Document section |
---

Churches in Madrid and Innsbruck have hosted large secular events featuring television screenings of football matches and communal suppers in recent weeks, while a group of pilgrims travelling with a priest of the Priestly Fraternity of St Peter (FSSP) were repeatedly denied permission to celebrate the Traditional Latin Mass at prominent Italian shrines, including San Giovanni Rotondo and Assisi, in June 2026.
LifeSiteNews journalist Emily Mangiaracina has drawn attention to this contrast, which many in the traditionalist community regard as illustrative of a persistent double standard in the contemporary Church’s treatment of sacred spaces and liturgical heritage.
The baroque Church of San Antón in central Madrid installed multiple large screens in its nave for visitors to watch Spain’s matches in the 2026 FIFA World Cup, with the tabernacle veiled by a red curtain. The parish, long noted for its outreach to the homeless and veneration of relics, presented the initiative as an extension of its welcoming apostolate.
In Innsbruck’s Cathedral of St James on June 14, more than 800 people gathered for “Pasta per Tutti”, a benefit event of pasta, wine, music and socialising in support of the homeless during the Year of St Francis. Long tables filled the nave while the tabernacle remained visible. Bishop Hermann Glettler described the gathering as a sign of Franciscan encounter and solidarity.

---

Supplied information |
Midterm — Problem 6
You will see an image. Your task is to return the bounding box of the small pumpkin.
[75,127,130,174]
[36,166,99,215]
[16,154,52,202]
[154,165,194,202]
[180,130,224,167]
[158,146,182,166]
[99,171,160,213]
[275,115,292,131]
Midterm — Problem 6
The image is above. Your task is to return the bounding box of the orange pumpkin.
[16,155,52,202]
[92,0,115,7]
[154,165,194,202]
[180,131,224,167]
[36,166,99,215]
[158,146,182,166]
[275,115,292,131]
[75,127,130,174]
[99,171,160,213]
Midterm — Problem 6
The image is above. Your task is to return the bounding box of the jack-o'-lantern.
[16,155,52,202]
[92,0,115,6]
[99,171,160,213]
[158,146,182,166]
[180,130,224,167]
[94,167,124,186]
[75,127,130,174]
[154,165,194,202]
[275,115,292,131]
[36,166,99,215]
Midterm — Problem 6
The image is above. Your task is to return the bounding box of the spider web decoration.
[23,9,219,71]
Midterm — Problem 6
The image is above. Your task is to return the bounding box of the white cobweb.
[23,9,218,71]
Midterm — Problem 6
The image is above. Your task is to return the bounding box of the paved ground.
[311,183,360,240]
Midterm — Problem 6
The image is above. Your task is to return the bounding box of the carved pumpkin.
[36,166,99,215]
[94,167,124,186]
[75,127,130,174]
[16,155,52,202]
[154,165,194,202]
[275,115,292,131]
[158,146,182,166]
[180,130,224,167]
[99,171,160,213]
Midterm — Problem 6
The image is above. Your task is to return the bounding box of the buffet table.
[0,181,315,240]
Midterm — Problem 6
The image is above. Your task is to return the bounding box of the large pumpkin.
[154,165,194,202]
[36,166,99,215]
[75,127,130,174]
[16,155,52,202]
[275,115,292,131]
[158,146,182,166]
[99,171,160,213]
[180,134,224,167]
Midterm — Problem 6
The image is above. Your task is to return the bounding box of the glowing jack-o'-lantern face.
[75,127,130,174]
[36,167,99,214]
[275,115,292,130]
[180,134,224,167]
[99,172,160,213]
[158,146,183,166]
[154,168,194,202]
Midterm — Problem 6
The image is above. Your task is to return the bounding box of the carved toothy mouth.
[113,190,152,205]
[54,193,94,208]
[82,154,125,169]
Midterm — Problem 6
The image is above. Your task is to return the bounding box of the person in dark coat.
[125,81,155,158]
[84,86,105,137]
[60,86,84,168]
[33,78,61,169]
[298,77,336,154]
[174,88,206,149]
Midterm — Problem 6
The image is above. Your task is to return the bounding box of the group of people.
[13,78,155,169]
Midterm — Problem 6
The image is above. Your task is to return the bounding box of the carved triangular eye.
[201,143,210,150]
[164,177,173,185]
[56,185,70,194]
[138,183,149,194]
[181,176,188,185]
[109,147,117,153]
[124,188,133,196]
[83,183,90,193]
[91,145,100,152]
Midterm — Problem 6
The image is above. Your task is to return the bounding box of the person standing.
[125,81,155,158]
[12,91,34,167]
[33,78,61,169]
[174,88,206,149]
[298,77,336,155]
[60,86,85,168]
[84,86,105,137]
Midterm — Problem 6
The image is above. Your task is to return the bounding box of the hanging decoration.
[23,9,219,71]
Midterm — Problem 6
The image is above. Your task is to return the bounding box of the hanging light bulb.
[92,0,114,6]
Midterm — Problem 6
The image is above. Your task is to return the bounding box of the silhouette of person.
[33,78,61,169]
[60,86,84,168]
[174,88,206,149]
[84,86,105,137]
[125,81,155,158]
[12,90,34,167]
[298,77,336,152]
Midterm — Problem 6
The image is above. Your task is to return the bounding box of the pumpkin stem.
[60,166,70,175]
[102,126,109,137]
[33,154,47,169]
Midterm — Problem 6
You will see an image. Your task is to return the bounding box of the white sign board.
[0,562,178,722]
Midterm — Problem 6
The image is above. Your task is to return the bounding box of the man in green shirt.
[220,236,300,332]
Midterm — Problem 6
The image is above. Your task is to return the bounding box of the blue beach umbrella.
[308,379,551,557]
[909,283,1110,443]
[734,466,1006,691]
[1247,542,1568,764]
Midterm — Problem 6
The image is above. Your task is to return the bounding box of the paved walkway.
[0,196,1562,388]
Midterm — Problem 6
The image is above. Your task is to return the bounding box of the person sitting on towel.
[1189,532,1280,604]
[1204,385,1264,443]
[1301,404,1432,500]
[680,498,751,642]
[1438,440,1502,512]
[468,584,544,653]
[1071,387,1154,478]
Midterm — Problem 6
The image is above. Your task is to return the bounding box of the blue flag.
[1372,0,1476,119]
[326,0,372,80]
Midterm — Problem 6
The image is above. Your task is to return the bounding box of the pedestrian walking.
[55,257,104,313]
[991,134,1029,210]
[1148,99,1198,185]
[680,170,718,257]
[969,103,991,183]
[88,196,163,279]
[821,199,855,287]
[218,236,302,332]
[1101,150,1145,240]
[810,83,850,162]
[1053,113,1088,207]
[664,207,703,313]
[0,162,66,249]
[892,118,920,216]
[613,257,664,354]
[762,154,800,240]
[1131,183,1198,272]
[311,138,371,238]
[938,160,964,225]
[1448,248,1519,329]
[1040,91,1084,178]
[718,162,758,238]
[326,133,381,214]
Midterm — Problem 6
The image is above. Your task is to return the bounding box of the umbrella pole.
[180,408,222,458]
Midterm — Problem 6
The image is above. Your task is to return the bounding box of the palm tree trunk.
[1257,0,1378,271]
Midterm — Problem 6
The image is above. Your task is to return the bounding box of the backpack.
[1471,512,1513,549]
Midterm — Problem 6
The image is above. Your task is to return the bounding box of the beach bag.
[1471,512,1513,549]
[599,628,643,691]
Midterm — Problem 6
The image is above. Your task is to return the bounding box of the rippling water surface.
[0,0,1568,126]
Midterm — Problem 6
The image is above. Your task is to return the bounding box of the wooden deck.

---

Tasks to carry out |
1) List every town or city named in the report on churches hosting secular events.
2) Carry on the report on churches hosting secular events from the point where it stops.

Answers |
1) Madrid, Innsbruck, San Giovanni Rotondo, Assisi

2)
By contrast, the FSSP pilgrims encountered firm refusals. At the Shrine of St Padre Pio in San Giovanni Rotondo, they were denied use of church facilities for the Traditional Latin Mass and had to celebrate in a hotel basement. In Assisi, at the Basilica of St Francis, their request was turned down even as an Orthodox Divine Liturgy took place in the complex. A similar denial occurred in Loreto. Permission was reportedly withdrawn once it became clear that the group sought the usus antiquior.
These incidents highlight an asymmetrical application of norms governing sacred places. Canon 1210 of the Code of Canon Law reserves sacred places for uses serving worship, piety or religion, forbidding anything inconsistent with their holiness. Traditional moral theology has long regarded the conversion of a church into a venue for secular entertainment or dining as a form of profanation. Yet such events proceed with episcopal approval while requests for the rite that formed saints for centuries often meet administrative resistance at the very shrines dedicated to them.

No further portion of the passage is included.